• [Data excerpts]
▽
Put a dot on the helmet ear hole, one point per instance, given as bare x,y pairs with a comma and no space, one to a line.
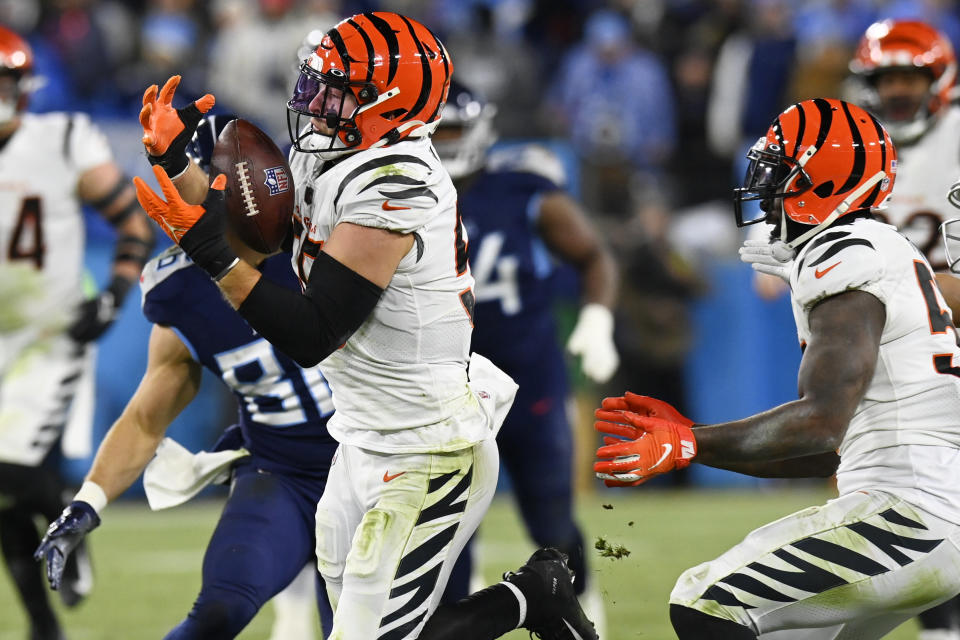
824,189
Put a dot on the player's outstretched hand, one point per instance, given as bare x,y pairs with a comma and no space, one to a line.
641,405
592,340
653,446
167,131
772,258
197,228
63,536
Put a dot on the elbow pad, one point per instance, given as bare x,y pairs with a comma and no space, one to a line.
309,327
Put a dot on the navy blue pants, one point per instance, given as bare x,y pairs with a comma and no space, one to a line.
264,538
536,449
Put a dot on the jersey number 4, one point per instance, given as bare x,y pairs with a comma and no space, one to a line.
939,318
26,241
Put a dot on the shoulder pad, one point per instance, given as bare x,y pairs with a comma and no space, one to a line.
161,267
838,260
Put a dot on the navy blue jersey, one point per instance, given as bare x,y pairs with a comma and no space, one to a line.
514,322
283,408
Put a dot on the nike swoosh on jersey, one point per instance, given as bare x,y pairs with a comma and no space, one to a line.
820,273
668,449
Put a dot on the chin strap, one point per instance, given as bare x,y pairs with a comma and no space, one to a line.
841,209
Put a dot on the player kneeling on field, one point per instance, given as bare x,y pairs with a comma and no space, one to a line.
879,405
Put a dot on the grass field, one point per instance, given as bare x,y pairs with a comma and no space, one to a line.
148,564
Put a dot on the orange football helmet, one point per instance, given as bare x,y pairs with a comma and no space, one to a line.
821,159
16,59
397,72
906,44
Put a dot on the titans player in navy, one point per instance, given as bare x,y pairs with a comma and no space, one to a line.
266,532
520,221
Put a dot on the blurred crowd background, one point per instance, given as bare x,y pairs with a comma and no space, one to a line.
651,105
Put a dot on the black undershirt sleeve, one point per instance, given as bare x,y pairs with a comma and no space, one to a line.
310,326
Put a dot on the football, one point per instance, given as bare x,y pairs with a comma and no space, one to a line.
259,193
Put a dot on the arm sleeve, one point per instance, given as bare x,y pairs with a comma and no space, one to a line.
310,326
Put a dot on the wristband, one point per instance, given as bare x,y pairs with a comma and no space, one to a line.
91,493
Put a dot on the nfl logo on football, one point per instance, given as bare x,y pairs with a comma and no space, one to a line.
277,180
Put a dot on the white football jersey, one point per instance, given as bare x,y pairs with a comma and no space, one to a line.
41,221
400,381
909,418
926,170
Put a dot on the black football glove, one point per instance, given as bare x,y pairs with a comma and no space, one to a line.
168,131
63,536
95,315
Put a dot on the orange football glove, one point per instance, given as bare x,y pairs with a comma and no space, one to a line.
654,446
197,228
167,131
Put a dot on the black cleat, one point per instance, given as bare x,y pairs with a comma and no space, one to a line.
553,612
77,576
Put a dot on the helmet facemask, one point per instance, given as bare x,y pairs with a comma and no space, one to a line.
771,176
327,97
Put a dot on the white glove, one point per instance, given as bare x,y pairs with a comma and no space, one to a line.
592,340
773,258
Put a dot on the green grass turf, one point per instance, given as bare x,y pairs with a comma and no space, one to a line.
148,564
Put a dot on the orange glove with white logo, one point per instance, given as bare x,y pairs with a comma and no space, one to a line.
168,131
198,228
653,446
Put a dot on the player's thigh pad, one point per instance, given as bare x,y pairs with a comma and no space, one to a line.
△
• [TASK BRIEF]
Pictures don't belong in the copy. Restate all the entries exactly.

• [ANSWER FOR THIS EXERCISE]
Put a dot on the helmet ear hole, one point per instance, given as bare x,y pairs with a comma and no space, one to a line.
824,189
Put a dot on the player's outstretched hand, one point per instance, given as bare x,y pairs with a comma and no space, one to a line.
641,405
592,340
653,446
167,131
772,258
197,228
63,536
Put a dot on the elbow pad, one point per instance, given as bare x,y pairs with a comma and no space, one to a line.
309,327
Put a dot on the navy blue pants, one point per instance, given as bare x,y pairs with a comma and no space, one to a line.
264,538
536,449
Put a dot on the jersey number 4, one point per instance, given as bare x,y pairs with a comma and no space, one to a line.
939,318
26,241
Put a dot on the shoulder pad, one point per instance, given as bare x,y pairs with a comma and no space, one to a line.
161,267
838,260
Put a dot on the navy blue jersey, one point per instance, given as bare x,y pairs with a comma and no space, one to a line.
514,322
283,408
Put a dot on the nike swoosh on jersey, one point per instance, given as bare x,y pairs with a comma and no space, one to a line.
820,273
668,449
Put a dot on the chin strap, one point per instance, given as bare x,y pairs with a comma and no space, one to a line.
841,209
Put a dot on the player kneeling on field, one point per instance, given as bare x,y pairs with a comma and no space, one to a line.
879,405
Put a dot on the grass field, one point per instance, given as bare x,y pairs with a comma and no space, one to a line.
148,564
Put a dot on the orange football helmet, one point per instance, given as bare x,y pairs with a comma and no space, one to a line.
821,159
16,59
397,72
906,44
Put a dot on the titans player in navy, one point per instance, given as bare x,y pairs with a comma and no space, one to a line.
266,532
520,221
Put a dot on the blurred crowd background, one point per instance, given as bare x,y pairs with a comma and no space, one to a line.
651,105
Put a dot on the black undershirt sleeve, one point per instance, given as bare x,y pairs with a comma and no space, one to a line.
310,326
Put a dot on the football, one point per instance, given as bare x,y pairs with a comma and no space, one to a line.
259,193
Put a dot on the arm sleeve, one point per instance, given as bare x,y pairs with a comma and no space, one to a line.
310,326
Put a dot on the wristband, one point per instance, given as bare x,y pairs with a comma and no space, one to a line.
91,493
Put a dot on the nfl logo on football, one point per instance, given as bare x,y pairs with a comma and no space, one to a line.
277,180
Put a dot on the white football jersey, one point per instance, given as bare x,y pairs with a comma and no space, one to a line.
41,221
400,381
909,418
926,170
Put a dot on the black football glove, one point per instance, given as bare x,y pairs with a comma and no space, one to a line.
168,131
63,536
95,315
Put a dot on the orange football glove, one point per instance, given as bare x,y pairs with a comma and no space, one to a line.
654,446
197,228
167,131
Put a dot on the black cleat, one point per instance, given as bare x,y pairs with a comma and no space, one to a line.
553,612
77,576
Put a dot on the helmet facemask, one point per instance, given as bare x,y pairs with a comma and no space, one to a line.
771,176
327,97
Put a dot on the white glove, one point per instance, given as bare x,y pairs with a comma and no space, one to a line.
592,340
773,258
Put a dot on the green grass turf, one point per instance, given as bare x,y pairs with a comma and no space, one to a line.
148,564
Put a dot on the orange glove with white logo, one point per instance, given as bare x,y pairs with a comma and no space, one to a line.
168,131
198,228
653,446
Put a dot on the player's thigh pad, one point per instance, given as bare x,y pairs with a comma and no space, one to a line.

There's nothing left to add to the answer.